■ DOCUMENTO ■
-- -- --

Todos sabem – mas nada se perde em recordá-lo – que “dopagem” (ou “doping”, na língua de Sua Majestade) significa o emprego ou consumo de substância estimulante ou excitante proibida, por concorrente de prova desportiva, para ter melhor desempenho do que em estado normal (dicionario.priberam.org). A Lei Antidopagem no Desporto (81/2021, de 30 de Novembro, com as alterações introduzidas pelo DL n.º 35/2022, de 20 de Maio) adota na ordem jurídica interna as regras estabelecidas no Código Mundial Antidopagem. É clara, precisa, consolidada e bastante abrangente.

Determina-se, no seu Artigo 5.º, que é proibida a dopagem a todos os praticantes e agentes desportivos, dentro e fora das competições desportivas, constituindo violação das normas antidopagem o uso ou tentativa de uso de uma substância ou método proibido – não podendo ser alegado o seu desconhecimento – demonstrado por confissão do mesmo, por denúncia identificada ou anónima, por declarações de testemunhas, por prova documental ou por conclusões resultantes de perfis longitudinais, determinando a aplicação de consequências.

Está abrangida por esta proibição a posse de qualquer substância ou método proibido sem autorização de utilização terapêutica ou outra justificação válida, assim como a fuga, recusa, resistência ou falta a controlo de dopagem, em competição ou fora de competição, a manipulação ou tentativa de manipulação de qualquer parte do controlo de dopagem, ou a assistência, encorajamento, auxílio, instigação, conspiração, encobrimento ou qualquer outra forma intencional de colaboração na violação ou tentativa de violação de uma norma ou período de suspensão. Juridicamente, poderá não estar abrangida a “desculpabilização” ou até a “negação”, mas do ponto de vista ético…

Porquê, então, tanta preocupação e perseguição à dopagem? O fair-play constitui um valor fundamental do Desporto, no qual assenta a proibição da dopagem. Todavia, por variadas razões de ordem individual ou de equipa, clube, federação, patrocínio, comunidade ou Estado, o Desporto e seus resultados – com as inerentes taças, medalhas e diplomas – têm sofrido crescente pressão de interesses espúrios à atividade – incluindo políticos, económicos, psíquicos e sociológicos – levando a que não se olhe a meios para alcançar os fins. Justificou-se, por isso, a criação da Agência Mundial Antidopagem (AMA/WADA) e a Autoridade Antidopagem de Portugal (ADoP).

-- -- --

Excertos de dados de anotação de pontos
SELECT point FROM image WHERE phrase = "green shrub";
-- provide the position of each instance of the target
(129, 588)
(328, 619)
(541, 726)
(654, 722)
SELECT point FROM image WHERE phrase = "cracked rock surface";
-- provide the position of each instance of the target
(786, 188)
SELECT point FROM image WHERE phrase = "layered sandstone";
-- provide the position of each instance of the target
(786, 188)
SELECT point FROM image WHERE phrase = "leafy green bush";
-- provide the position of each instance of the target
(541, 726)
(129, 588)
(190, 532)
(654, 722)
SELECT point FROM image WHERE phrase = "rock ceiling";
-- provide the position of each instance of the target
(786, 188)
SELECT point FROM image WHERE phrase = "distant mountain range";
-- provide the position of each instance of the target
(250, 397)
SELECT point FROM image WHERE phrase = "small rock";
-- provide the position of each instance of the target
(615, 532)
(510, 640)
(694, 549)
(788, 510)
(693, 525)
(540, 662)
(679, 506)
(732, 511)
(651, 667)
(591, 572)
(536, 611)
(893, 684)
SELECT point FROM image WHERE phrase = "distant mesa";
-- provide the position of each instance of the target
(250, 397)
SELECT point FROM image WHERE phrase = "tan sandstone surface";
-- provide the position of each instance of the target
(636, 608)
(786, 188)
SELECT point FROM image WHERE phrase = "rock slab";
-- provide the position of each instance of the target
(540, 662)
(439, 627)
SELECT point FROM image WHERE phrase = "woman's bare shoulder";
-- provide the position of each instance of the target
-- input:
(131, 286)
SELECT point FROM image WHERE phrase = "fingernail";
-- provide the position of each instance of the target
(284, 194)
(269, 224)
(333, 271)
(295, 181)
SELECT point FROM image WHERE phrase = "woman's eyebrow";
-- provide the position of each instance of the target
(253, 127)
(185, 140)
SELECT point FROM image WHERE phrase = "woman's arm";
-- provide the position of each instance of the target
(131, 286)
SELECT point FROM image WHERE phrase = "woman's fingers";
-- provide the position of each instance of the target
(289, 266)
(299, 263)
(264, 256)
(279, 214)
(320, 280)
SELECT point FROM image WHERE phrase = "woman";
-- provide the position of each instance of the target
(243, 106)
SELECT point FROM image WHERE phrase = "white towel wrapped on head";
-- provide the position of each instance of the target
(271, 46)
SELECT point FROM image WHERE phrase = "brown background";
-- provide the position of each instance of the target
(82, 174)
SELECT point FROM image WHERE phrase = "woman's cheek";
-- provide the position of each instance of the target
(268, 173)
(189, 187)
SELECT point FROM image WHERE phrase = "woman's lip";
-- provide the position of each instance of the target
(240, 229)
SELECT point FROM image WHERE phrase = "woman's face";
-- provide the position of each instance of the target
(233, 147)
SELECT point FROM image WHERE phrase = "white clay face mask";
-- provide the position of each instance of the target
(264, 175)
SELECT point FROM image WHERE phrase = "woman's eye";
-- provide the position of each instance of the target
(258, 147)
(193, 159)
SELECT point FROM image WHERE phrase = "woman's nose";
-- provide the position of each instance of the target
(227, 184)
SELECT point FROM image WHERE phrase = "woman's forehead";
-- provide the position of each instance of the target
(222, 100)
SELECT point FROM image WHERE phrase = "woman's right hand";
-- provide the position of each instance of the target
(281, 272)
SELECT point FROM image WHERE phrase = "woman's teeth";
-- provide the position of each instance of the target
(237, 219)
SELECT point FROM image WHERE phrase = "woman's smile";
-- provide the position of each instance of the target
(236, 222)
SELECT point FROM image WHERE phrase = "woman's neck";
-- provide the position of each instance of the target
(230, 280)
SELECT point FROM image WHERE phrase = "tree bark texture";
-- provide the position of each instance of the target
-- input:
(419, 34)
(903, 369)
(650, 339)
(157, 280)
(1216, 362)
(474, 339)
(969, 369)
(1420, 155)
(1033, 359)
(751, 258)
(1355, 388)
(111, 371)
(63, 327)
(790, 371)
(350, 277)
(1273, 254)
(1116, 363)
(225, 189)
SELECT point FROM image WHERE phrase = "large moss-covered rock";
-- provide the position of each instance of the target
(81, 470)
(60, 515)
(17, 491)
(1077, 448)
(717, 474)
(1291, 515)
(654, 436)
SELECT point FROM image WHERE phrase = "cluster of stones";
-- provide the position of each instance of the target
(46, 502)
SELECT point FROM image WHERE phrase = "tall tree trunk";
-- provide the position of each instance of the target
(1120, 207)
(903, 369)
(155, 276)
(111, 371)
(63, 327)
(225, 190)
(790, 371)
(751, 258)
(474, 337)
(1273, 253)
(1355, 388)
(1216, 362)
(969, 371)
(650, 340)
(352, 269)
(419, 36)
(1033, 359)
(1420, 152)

-- -- --

■ TAREFA CURTA ■
Transcreva, do texto sobre a dopagem no desporto, o trecho que começa em "Todos sabem –" e termina em "e bastante abrangente.", incluindo estas palavras.

■ SOLUÇÃO COMPLETA ■
Todos sabem – mas nada se perde em recordá-lo – que “dopagem” (ou “doping”, na língua de Sua Majestade) significa o emprego ou consumo de substância estimulante ou excitante proibida, por concorrente de prova desportiva, para ter melhor desempenho do que em estado normal (dicionario.priberam.org). A Lei Antidopagem no Desporto (81/2021, de 30 de Novembro, com as alterações introduzidas pelo DL n.º 35/2022, de 20 de Maio) adota na ordem jurídica interna as regras estabelecidas no Código Mundial Antidopagem. É clara, precisa, consolidada e bastante abrangente.